TASK INSTRUCTIONS: Reproduce verbatim the passage of the code review thread below that begins with the words "I need help" and ends after the words "not familiar with.".

I need help interpreting this. What does KASAN actually complain about? A
double free or something else?

register_netdev() does get called (through wilc_cfg80211_init()) and then when
the chip detect fails, unregister_netdev() gets called (from
wilc_netdev_cleanup()), so I don't see any obvious issues, but there is a lot of
other stuff going on there that I'm not familiar with.

>
> > + }
> > +
> > return 0;
> >
> > netdev_cleanup:
> > @@ -1074,58 +1092,43 @@ static int wilc_spi_write(struct wilc *wilc, u32 addr, u8 *buf, u32 size)
> > *
> > ********************************************/
> >
> > -static int wilc_spi_reset(struct wilc *wilc)
> > +static const char *
> > +strbool(bool val)
>
> I am not convinced we need a dedicated helper just to print boolean values (and
> why the super short line break ?)

Sure, I can remove that.

> Also, such change should likely be in a separate patch since it generate quite
> some lines of diff but none of those being about the initial topic

Sure, I can rearrange the order of the functions to mimize the size of the diff.

> > {
> > - struct spi_device *spi = to_spi_device(wilc->dev);
> > - struct wilc_spi *spi_priv = wilc->bus_data;
> > - int result;
> > -
> > - result = wilc_spi_special_cmd(wilc, CMD_RESET);
> > - if (result && !spi_priv->probing_crc)
> > - dev_err(&spi->dev, "Failed cmd reset\n");
> > -
> > - return result;
> > -}
> > -
> > -static bool wilc_spi_is_init(struct wilc *wilc)
> > -{
> > - struct wilc_spi *spi_priv = wilc->bus_data;
> > -
> > - return spi_priv->isinit;
> > + return val ? "on" : "off";
> > }
> >
> > -static int wilc_spi_deinit(struct wilc *wilc)
> > +static int wilc_validate_chipid(struct wilc *wilc)
> > {
> > - struct wilc_spi *spi_priv = wilc->bus_data;
> > + struct spi_device *spi = to_spi_device(wilc->dev);
> > + u32 chipid, base_id;
> > + int ret;
> >
> > - spi_priv->isinit = false;
> > - wilc_wlan_power(wilc, false);
> > + /*
> > + * make sure can read chip id without protocol error
> > + */
> > + ret = wilc_spi_read_reg(wilc, WILC_CHIPID, &chipid);
> > + if (ret) {
> > + dev_err(&spi->dev, "Fail cmd read chip id...\n");
> > + return ret;
> > + }
> > + base_id = chipid & ~WILC_CHIP_REV_FIELD;
> > + if (base_id != WILC_1000_BASE_ID && base_id != WILC_3000_BASE_ID) {
>
> - WILC3000 is currently not supported (yet) by the upstream driver, so there is
> no reason to validate its presence if we can not handle it later. Any mention of
> it should then be removed from this series

Oh, I didn't realize that. I was just going off of this web page:

https://www.microchip.com/en-us/software-library/wilc1000_3000_linux_driver

as I never played with WILC3000.

PROVIDED INFORMATION:
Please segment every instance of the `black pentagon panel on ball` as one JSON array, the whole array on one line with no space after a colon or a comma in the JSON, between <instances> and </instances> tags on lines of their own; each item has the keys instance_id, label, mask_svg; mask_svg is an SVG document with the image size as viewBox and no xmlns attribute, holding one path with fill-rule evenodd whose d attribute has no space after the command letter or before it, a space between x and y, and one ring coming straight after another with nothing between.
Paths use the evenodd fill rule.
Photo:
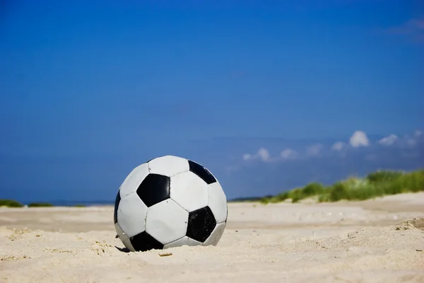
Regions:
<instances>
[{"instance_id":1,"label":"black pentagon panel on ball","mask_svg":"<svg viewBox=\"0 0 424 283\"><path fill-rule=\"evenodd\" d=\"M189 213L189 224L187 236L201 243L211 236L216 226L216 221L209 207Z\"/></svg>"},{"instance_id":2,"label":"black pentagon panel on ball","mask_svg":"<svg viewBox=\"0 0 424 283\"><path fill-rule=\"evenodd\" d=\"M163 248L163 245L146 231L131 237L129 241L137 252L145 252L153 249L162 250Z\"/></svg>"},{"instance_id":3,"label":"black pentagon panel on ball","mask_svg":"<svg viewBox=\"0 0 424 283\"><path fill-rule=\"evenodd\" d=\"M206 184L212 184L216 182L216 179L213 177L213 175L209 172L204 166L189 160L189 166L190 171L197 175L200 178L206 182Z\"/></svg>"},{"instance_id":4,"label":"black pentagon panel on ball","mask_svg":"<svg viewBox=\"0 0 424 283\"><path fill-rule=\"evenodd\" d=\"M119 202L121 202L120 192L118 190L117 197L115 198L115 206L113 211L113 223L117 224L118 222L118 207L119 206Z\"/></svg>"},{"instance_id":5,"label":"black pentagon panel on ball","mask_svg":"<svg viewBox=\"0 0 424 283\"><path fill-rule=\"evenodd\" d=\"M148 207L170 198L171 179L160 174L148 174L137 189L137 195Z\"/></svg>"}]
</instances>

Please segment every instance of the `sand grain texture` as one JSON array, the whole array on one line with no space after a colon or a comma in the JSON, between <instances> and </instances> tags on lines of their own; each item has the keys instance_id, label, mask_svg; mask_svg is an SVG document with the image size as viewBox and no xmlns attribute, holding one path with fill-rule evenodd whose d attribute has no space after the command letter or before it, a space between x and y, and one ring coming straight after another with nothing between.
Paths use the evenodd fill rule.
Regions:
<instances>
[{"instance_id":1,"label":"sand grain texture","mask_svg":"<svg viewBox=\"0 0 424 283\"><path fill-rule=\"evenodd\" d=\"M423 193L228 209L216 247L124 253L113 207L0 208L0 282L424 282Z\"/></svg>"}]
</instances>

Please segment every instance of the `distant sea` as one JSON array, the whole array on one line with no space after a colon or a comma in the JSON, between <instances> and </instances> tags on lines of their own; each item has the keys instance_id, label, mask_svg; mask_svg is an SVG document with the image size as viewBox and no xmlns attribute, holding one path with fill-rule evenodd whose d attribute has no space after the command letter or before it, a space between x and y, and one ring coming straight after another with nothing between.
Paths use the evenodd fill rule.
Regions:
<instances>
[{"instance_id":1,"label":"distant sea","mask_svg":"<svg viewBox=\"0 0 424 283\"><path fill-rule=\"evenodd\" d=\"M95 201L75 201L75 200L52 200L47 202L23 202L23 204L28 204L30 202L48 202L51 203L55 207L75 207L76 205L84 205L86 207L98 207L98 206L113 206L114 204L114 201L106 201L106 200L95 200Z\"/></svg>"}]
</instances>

TASK OUTPUT:
I need help interpreting this. What does KASAN actually complain about? A
double free or something else?

register_netdev() does get called (through wilc_cfg80211_init()) and then when
the chip detect fails, unregister_netdev() gets called (from
wilc_netdev_cleanup()), so I don't see any obvious issues, but there is a lot of
other stuff going on there that I'm not familiar with.